(Document segment):
In my previous
life, I was a teacher, and I loved it. But, I found myself annually
praying for a job because adequate funding for education is about as
likely as eating one pop tart and leaving the other one in the silver
wrapper. Not happening. This meant that my resume was updated on an
annual basis for a while.
But I always
found that there were things that I just couldn't incorporate into my
resume, stuff I am quite skilled at, stuff that can be dayum useful
... but really has no place in a “professional,” hoity toity
resume. So here are ten of my top non-professional resume worthy
skills so I can get my awesomeness out of my system. In no
particular order ...
1. Skilled at
creating new and much more amusing (though not always
child-appropriate) lyrics for children’s songs.
2. Able to
complete a wide array of tasks adequately and on time while
concurrently winning several games of Words With Friends.

(Supplied material):

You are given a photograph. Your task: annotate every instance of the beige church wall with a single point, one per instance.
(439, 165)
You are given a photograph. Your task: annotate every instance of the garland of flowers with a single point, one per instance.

(Written instruction 1):
Translate this sentence from the post about non-professional resume skills into Spanish: "This meant that my resume was updated on an annual basis for a while."
(Written instruction 2):
From the post about non-professional resume skills, return the part that opens with the words containing "But I always" and closes with "for children’s songs.".
The data has nothing to do with the post about resume skills.

(Solution 1):
Esto significaba que, durante un tiempo, mi currículum se actualizaba anualmente.

(Solution 2):
But I always
found that there were things that I just couldn't incorporate into my
resume, stuff I am quite skilled at, stuff that can be dayum useful
... but really has no place in a “professional,” hoity toity
resume. So here are ten of my top non-professional resume worthy
skills so I can get my awesomeness out of my system. In no
particular order ...
1. Skilled at
creating new and much more amusing (though not always
child-appropriate) lyrics for children’s songs.